Exercise prompt:
The lines from the one containing "Find the large" through the end of the entries are what to output; reproduce them exactly and add nothing.

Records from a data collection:
=== Begin Enclosure ===

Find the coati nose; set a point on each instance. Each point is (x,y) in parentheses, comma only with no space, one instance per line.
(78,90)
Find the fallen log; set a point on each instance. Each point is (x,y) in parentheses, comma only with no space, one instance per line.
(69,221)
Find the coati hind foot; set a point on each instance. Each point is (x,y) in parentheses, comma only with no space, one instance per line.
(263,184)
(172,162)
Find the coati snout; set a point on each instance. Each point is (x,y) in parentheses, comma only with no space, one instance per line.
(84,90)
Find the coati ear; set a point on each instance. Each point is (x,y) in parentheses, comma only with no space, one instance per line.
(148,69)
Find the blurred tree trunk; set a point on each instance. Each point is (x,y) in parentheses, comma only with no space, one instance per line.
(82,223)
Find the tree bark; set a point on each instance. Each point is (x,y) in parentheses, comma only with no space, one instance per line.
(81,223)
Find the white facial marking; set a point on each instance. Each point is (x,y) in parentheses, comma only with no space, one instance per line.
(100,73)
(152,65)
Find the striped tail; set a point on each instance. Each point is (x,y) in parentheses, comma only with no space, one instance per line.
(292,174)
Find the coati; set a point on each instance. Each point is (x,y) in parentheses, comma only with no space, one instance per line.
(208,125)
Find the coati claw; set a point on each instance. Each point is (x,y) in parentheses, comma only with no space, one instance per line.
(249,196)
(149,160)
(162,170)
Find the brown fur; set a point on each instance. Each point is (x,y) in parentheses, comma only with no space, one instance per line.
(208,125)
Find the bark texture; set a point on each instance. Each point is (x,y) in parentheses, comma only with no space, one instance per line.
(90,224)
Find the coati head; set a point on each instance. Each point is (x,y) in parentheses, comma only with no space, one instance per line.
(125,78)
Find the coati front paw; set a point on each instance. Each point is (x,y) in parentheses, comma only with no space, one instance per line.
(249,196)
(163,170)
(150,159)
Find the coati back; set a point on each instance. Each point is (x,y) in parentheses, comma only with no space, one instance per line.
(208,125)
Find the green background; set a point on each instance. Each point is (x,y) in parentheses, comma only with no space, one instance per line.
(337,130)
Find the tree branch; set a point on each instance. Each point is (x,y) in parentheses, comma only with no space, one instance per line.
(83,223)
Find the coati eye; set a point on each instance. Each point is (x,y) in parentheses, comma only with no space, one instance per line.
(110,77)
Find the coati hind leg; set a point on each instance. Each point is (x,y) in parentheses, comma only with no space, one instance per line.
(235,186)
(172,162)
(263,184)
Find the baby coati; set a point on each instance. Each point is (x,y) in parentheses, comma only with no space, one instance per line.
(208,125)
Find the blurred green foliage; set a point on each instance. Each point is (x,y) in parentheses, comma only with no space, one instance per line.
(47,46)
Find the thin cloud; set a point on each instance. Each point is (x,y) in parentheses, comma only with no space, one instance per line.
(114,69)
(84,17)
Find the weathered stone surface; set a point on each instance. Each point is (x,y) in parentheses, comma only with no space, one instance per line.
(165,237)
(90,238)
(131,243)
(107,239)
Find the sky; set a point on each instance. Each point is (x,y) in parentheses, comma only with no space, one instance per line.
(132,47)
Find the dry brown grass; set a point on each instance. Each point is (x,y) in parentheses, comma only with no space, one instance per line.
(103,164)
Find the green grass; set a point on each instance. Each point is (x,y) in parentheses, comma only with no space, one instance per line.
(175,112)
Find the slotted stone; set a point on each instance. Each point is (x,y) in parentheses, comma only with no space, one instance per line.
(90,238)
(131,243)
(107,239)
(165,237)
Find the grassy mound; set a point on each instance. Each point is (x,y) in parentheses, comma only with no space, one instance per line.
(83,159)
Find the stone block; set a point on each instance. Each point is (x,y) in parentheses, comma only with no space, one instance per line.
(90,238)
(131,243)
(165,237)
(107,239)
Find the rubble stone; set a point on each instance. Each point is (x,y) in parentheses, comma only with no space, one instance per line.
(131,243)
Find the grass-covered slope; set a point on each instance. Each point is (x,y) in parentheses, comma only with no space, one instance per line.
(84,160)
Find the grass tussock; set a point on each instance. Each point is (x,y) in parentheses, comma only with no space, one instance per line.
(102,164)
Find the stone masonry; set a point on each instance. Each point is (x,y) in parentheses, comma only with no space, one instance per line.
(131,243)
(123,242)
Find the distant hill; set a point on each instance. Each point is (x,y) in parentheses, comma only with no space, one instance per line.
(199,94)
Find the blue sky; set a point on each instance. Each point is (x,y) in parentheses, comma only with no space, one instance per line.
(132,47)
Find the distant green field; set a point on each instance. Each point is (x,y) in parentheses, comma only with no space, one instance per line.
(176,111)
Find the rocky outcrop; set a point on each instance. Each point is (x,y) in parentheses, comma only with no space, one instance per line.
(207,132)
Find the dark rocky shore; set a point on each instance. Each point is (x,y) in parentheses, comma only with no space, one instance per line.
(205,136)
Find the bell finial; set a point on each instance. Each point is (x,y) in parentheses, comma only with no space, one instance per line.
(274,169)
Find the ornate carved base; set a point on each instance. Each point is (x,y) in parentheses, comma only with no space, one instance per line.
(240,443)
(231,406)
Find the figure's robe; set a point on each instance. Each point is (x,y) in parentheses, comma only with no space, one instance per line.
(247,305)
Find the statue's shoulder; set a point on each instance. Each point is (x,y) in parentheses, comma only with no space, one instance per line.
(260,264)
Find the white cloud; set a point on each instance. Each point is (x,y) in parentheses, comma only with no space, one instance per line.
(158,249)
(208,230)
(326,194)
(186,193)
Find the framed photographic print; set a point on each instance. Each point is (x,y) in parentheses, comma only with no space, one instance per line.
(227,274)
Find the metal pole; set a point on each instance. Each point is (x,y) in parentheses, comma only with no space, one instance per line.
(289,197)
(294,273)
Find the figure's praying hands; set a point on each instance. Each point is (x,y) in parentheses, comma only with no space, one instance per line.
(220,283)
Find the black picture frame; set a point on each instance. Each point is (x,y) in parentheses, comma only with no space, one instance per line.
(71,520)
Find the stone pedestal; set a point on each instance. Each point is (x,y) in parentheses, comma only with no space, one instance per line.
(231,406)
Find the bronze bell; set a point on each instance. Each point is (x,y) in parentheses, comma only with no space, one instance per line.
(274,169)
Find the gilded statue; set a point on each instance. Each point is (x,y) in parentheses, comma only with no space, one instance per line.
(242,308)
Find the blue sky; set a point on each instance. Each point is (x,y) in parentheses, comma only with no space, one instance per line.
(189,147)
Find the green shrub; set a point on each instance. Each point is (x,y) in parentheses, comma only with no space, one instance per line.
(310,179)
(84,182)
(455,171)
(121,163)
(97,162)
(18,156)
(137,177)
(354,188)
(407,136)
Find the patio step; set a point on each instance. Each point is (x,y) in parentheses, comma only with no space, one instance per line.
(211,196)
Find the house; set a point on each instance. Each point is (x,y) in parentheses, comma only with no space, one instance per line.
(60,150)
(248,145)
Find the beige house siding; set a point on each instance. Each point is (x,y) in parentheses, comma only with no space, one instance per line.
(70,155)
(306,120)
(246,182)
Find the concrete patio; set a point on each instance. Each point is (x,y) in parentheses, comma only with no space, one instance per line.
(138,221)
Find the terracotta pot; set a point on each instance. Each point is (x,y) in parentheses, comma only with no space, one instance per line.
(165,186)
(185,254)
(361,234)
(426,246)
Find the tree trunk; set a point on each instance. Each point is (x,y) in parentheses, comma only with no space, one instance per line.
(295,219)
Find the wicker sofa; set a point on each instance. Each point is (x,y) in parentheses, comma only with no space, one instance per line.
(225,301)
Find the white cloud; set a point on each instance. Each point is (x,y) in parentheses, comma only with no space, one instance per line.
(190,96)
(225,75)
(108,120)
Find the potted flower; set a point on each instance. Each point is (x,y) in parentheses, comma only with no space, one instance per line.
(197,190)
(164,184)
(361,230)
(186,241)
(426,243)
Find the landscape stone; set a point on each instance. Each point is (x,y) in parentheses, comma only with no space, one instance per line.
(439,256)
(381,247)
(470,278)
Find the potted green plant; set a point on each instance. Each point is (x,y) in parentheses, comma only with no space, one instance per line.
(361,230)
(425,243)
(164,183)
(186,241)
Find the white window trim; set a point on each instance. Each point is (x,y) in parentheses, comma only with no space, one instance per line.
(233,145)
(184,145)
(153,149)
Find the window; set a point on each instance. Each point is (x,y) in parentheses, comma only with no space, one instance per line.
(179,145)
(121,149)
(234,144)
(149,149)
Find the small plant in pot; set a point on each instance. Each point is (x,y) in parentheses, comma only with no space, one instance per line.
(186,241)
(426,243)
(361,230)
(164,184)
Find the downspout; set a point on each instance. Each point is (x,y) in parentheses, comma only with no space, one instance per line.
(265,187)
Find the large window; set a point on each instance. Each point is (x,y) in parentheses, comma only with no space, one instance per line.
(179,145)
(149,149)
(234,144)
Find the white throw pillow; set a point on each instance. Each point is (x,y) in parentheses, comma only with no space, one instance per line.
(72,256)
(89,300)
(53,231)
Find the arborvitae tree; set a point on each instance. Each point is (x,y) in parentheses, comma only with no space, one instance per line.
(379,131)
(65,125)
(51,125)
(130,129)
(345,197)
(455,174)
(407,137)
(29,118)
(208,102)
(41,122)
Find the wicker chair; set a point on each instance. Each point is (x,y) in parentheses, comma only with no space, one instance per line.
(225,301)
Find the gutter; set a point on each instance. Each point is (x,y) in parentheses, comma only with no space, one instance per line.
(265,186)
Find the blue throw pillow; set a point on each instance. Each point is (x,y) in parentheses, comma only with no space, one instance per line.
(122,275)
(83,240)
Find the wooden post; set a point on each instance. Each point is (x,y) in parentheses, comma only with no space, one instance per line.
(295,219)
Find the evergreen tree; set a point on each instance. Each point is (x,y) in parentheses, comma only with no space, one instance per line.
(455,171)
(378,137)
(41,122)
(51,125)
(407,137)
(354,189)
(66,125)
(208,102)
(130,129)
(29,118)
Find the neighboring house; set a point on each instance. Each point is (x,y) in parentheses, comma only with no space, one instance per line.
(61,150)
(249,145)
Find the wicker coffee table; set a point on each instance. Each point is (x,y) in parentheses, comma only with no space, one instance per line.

=== End Enclosure ===

Problem solution:
Find the large window; set a point on each instance. Each point is (x,y) in parentheses, comma only with no space, one instance per line.
(179,145)
(149,149)
(234,144)
Find the white throw pillow; set a point on each instance. Each point is (x,y) in parentheses, comma only with no space, one instance per line.
(72,256)
(89,300)
(53,231)
Find the arborvitae tree; set a point on each instance. Each point is (x,y) in parentheses, comma only with no space, one instance per line.
(379,131)
(65,125)
(51,125)
(130,129)
(345,197)
(455,174)
(407,137)
(29,118)
(208,102)
(41,122)
Find the wicker chair; set a point on each instance. Each point is (x,y) in parentheses, comma only with no space, one instance per line.
(225,301)
Find the gutter; set a point on each instance. Each point is (x,y) in parentheses, comma only with no space, one instance per line.
(265,186)
Find the blue throw pillow; set a point on each instance. Each point is (x,y) in parentheses, comma only with no space, one instance per line.
(122,275)
(83,240)
Find the wooden post; set a point on each instance. Each point is (x,y) in parentheses, comma only with no space, one instance per line.
(295,219)
Find the evergreen tree; set a point on each instance. Each point is (x,y) in parentheses, comma only with no space, one instance per line.
(455,171)
(378,137)
(41,122)
(51,125)
(407,137)
(354,189)
(66,125)
(208,102)
(130,129)
(29,118)
Find the neighboring house; set a point on each instance. Each point is (x,y) in parentheses, comma only with no space, one instance per line.
(61,150)
(249,145)
Find the wicker coffee table; set a point on each instance. Each point is (x,y) in parentheses, comma only with no space, one instance per line.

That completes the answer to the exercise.